> [TASK A]
Summarize the post on getting really good in two sentences.
> [TASK B]
According to the post on getting really good, what makes future networking easier?
> [TASK C]
In the post on getting really good, rename "startup nerds" as "startup enthusiasts" and give the passage again, beginning at the words "Given that I" and stopping after "at one thing.".

> [EXTRACT]
## Start

Given that I spend most of my time nowadays working with first-time founders and students interested in venture, I figured I’d write a post covering my common advice on getting really good. If anything, this serves as an exploration of trade-offs I’ve dealt with at one point or another.
Although I learned the most exciting and nuanced tips and tricks from talking to great people, there’s still a ton that you can do on your own. I’m constantly amazed at how young some top startup nerds are. There’s so much content out there that you can get learn surprisingly fast if you separate the signal from the noise. Apologies in advance if this turns into a sales pitch on joining a startup and focusing on getting really good at one thing.
Principles
As is true in everything, there are many different ways to be really good. In general, I think we bias towards covering our weaknesses and being well-rounded. Especially if you have a strong deliberate practice/growth mindset. But if you want to be really good, it often helps to be the absolute best at one or two things, and merely acceptable at the rest. You could spend most of your time building a great network. Or becoming a top-tier salesperson. Or learning the detailed history of Silicon Valley and the empirical results of what works when building startups. It doesn’t really matter what you choose. But it’s incredibly hard to do everything when so young.
One useful strategy here is to prioritize the skills with a strong snowball or halo effect. If you get very knowledgeable about one specific vertical, you can be known as “the X guy/girl” for your X of choice. Then you have an excuse to talk to people and build cool things. Or if you focus on building a network of smart, like-minded people, it’ll get much easier as time goes on. Having an already strong network makes future networking easier and frees up time for other pursuits.
I think there’s not much choice to be had in your comparative advantage. You should do what you do enjoy the most. I can’t stand “networking” so I focus on what I do best: reading, learning, and expressing interesting viewpoints to friends. Building a reputation around knowing a little about everything has made the other relevant startup/venture skills easier to get.

## End

> [RECORDED DATA]
## Start

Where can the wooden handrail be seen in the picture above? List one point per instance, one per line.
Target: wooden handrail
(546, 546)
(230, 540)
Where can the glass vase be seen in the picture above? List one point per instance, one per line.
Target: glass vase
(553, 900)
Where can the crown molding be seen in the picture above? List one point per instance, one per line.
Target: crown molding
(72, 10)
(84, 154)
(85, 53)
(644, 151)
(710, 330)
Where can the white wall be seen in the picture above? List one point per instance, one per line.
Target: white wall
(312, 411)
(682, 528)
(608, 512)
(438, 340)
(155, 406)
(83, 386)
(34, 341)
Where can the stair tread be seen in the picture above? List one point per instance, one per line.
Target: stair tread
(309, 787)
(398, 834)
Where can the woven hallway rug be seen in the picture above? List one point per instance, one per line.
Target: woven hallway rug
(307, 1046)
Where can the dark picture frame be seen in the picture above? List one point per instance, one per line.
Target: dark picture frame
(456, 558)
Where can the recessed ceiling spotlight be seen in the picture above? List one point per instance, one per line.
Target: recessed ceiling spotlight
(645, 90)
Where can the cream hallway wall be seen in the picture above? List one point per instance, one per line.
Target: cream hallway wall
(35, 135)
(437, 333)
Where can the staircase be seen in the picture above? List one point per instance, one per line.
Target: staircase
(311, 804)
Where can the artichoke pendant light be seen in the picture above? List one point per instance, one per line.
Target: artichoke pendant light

## End

> [CORRECT RESPONSE A]
Writing for first-time founders and students interested in venture, the author argues that being really good often means being the absolute best at one or two things and merely acceptable at the rest, ideally by choosing skills with a strong snowball or halo effect, such as deep knowledge of one vertical or a network of smart, like-minded people. The author also advises doing what you enjoy most, and in the author's own case that means reading, learning, and expressing interesting viewpoints to friends rather than "networking."

> [CORRECT RESPONSE B]
Having an already strong network.

> [CORRECT RESPONSE C]
Given that I spend most of my time nowadays working with first-time founders and students interested in venture, I figured I’d write a post covering my common advice on getting really good. If anything, this serves as an exploration of trade-offs I’ve dealt with at one point or another.
Although I learned the most exciting and nuanced tips and tricks from talking to great people, there’s still a ton that you can do on your own. I’m constantly amazed at how young some top startup enthusiasts are. There’s so much content out there that you can get learn surprisingly fast if you separate the signal from the noise. Apologies in advance if this turns into a sales pitch on joining a startup and focusing on getting really good at one thing.